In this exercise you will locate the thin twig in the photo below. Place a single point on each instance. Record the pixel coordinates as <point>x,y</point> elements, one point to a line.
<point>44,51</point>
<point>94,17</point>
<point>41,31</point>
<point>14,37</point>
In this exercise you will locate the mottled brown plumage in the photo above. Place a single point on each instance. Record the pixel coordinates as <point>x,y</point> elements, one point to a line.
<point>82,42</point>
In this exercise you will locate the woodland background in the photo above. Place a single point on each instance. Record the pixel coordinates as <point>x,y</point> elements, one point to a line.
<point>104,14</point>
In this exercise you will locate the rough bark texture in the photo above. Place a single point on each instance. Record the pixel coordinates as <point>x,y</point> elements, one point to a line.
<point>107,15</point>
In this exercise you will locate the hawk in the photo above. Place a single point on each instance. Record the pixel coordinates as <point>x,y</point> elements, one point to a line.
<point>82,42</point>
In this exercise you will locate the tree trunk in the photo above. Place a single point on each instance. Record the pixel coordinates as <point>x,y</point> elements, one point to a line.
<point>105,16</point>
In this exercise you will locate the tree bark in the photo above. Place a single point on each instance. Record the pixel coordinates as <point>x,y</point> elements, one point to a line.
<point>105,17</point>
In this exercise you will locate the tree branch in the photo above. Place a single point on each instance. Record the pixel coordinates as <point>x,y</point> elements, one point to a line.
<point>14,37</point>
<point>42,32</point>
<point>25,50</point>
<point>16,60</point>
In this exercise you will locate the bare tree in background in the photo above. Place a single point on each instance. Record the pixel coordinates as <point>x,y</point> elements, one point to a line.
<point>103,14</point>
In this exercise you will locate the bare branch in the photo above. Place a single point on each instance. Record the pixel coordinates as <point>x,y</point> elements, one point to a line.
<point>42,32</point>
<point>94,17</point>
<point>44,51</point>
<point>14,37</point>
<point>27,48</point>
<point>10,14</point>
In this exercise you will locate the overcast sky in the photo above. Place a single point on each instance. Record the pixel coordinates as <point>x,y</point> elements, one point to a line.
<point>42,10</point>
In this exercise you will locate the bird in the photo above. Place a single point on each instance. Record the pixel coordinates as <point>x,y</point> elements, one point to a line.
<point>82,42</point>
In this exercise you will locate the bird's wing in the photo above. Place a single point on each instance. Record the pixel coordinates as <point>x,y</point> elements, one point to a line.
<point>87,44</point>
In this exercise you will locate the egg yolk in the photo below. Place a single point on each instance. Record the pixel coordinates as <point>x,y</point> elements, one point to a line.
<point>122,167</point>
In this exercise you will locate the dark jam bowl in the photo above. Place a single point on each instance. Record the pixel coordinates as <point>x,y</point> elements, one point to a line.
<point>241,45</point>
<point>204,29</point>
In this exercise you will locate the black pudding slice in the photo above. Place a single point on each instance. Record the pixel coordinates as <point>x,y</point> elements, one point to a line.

+---+

» Task details:
Write the lines out verbatim, from the one with "In this exercise you will locate the bird's" through the last line of the entries, and stop there.

» Solution:
In this exercise you will locate the bird's wing in the photo above. Place a single point on each instance. Record the pixel coordinates as <point>x,y</point> elements, one point to a line.
<point>87,44</point>
In this exercise you will locate the egg yolk in the photo below. Place a single point on each instance. Record the pixel coordinates as <point>x,y</point> elements, one point to a line.
<point>122,167</point>
In this exercise you will locate the dark jam bowl in the photo above. Place a single point on each instance. Record the pixel coordinates as <point>x,y</point> elements, one point to a line.
<point>241,45</point>
<point>204,29</point>
In this exercise you will locate the black pudding slice in the photo above. Place a single point on each instance. Record the pixel coordinates as <point>x,y</point> elements, one point to a line.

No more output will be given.